[Point placement records]
++++
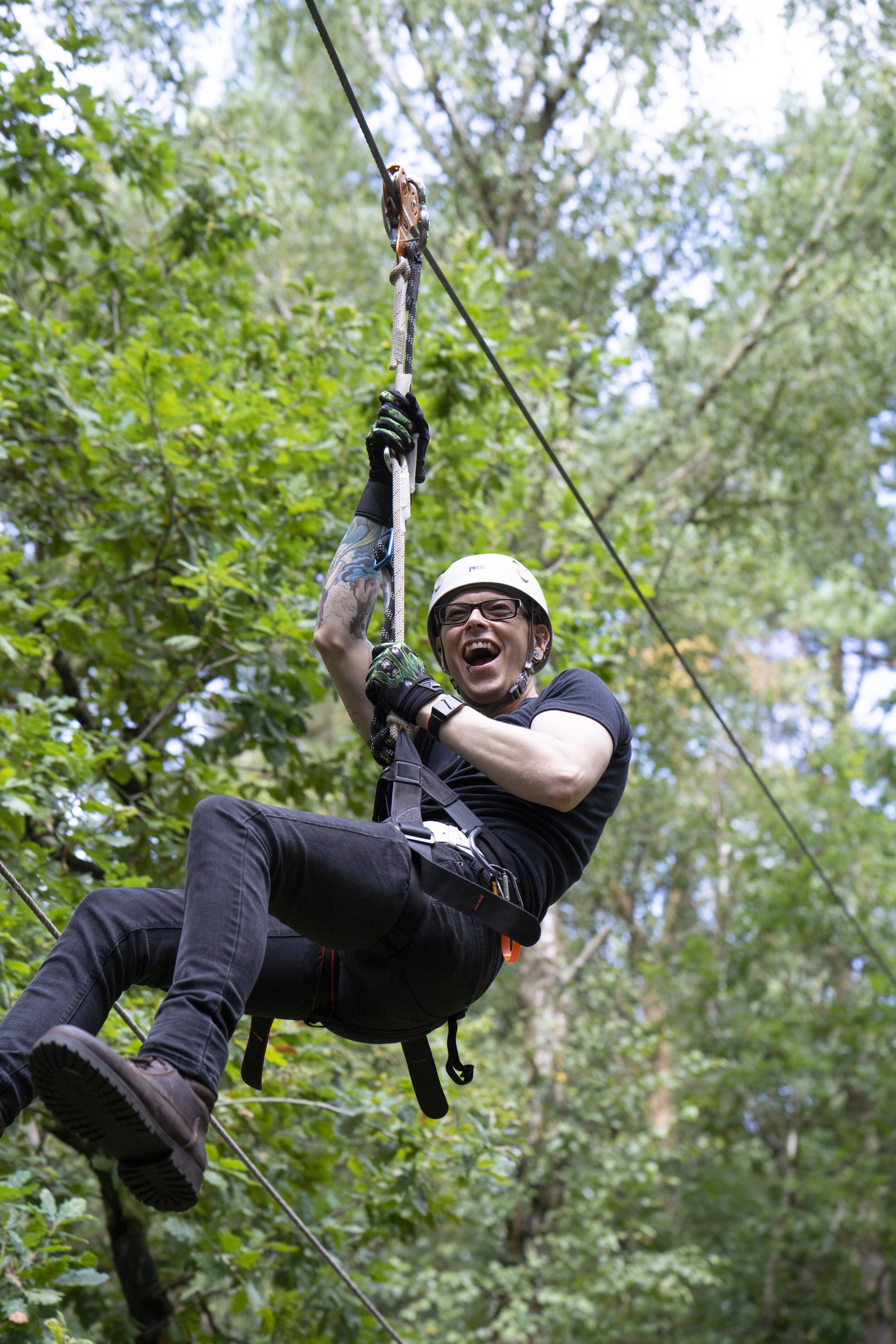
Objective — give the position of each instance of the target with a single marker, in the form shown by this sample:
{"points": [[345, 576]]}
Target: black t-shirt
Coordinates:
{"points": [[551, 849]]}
++++
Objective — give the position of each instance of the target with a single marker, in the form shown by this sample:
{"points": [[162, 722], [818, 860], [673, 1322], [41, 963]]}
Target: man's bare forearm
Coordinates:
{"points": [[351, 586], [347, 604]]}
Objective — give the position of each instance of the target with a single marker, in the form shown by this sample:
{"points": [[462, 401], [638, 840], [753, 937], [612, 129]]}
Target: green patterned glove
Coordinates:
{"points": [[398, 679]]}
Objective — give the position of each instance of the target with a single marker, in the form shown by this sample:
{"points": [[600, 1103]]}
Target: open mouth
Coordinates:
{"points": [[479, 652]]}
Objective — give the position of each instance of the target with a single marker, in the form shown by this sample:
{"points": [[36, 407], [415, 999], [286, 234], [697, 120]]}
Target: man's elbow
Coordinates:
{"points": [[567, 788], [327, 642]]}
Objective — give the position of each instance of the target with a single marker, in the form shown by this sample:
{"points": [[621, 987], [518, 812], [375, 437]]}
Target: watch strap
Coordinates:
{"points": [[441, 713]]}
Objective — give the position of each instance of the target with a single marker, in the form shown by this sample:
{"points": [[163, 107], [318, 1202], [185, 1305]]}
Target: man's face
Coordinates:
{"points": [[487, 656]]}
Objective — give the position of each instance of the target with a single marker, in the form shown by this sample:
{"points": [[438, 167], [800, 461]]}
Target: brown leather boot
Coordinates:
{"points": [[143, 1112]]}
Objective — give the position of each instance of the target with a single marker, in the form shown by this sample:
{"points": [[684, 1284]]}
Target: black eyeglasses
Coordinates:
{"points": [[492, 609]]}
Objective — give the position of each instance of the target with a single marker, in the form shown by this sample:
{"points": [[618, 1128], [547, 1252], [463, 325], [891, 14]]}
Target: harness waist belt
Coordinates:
++++
Instructions for the task:
Report each line above that contains the string "black", copying the whole line. Case counts.

Task answer:
Target: black t-shirt
Target: black eyeglasses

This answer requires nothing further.